# Need a b2630 hoe expert



## Kubota2630 (9 mo ago)

Hello All, I’ve got a Kubota B2630 with a loader, that I would like to put a back hoe on. 

The local dealer tells me the BH76 is what I need but it’s no longer available.

Does anyone have any experience with adapting another model? Like a BH77?

I’m likely better off buying a tractor with a hoe on it but I’ve owned this 2630 since new, it has about 100 hours on it and is in mint condition- too nice to part with. 

I know I need the subframe, but i believe it’s still available from Kubota. 

Thanks!


----------



## SidecarFlip (Mar 25, 2021)

Try Tractor House for a used one. Certainly use the subframe.


----------



## Kubota2630 (9 mo ago)

SidecarFlip said:


> Try Tractor House for a used one. Certainly use the subframe.


Thanks, I’ll give them a try


----------



## Happy Acres (9 mo ago)

Kubota2630 said:


> Hello All, I’ve got a Kubota B2630 with a loader, that I would like to put a back hoe on.
> 
> The local dealer tells me the BH76 is what I need but it’s no longer available.
> 
> ...


You might want to look at Woods...They did make them for Kubota and paint them Orange.


----------



## Kubota2630 (9 mo ago)

Happy Acres said:


> You might want to look at Woods...They did make them for Kubota and paint them Orange.


Really?
Woods made the BH75?

i did speak to a fellow at Woods last week actually, and he told me that they didn’t make a subframe kit for my machine. 

I asked if their hoe would fit a Kubota mount, and he said no, that they were all different mounts.

Seems odd!


----------



## Happy Acres (9 mo ago)

Kubota2630 said:


> Really?
> Woods made the BH75?
> 
> i did speak to a fellow at Woods last week actually, and he told me that they didn’t make a subframe kit for my machine.
> ...


Wow, I'm sure that changed over the years...Also when Kubota bought Land Pride


----------



## pogobill (Jan 31, 2012)

Land Pride does make the BH1560 and the BH1575. Maybe talk to a dealer and see what they have to offer in terms of backhoes and mounting options.


----------



## SidecarFlip (Mar 25, 2021)

pogobill said:


> Land Pride does make the BH1560 and the BH1575. Maybe talk to a dealer and see what they have to offer in terms of backhoes and mounting options.


Great Plains Mfg, 'Landpride' makes all of Kubota's implements now far as I know. Back then, not sure who made them actually. Someone did. I do know the smaller ones are produced in their Georgia facility.


----------



## pogobill (Jan 31, 2012)

Well, as Happy Acres says, Kubota bought Land Pride some time ago.


----------



## Groo (Jan 17, 2020)

If you can find a subframe for you machine, you would probably be able to find a hoe that would fit it.

You could ask a fab shop to build a subframe, but you would be worlds ahead if you knew where the OEM subframe mounted. do parts diagrams show the general shape and mounting points of the subframe? If so, you could go that route.

Still, end of the day sell what you got and buy what you want. Part with it. Its a machine, not a puppy.


----------



## SidecarFlip (Mar 25, 2021)

Last year on the way to a Nebraska Mule Deer hunt, we went by the factory, says on the front, Great Plains Industries, division of Kubota.


----------

» **Task requirements**
a. Please update the stretch of the backhoe thread from "I’m likely better" through "available from Kubota." by replacing "mint condition" with "excellent shape".
b. In the backhoe thread, which backhoe model did the local dealer say the B2630 needs?
The listing that comes next is separate material, unrelated to the backhoe thread.

» **Given data**

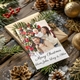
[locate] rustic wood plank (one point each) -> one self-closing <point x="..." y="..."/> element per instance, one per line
<point x="16" y="60"/>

» **Answers given**
a.
I’m likely better off buying a tractor with a hoe on it but I’ve owned this 2630 since new, it has about 100 hours on it and is in excellent shape- too nice to part with. 

I know I need the subframe, but i believe it’s still available from Kubota.

b. The BH76.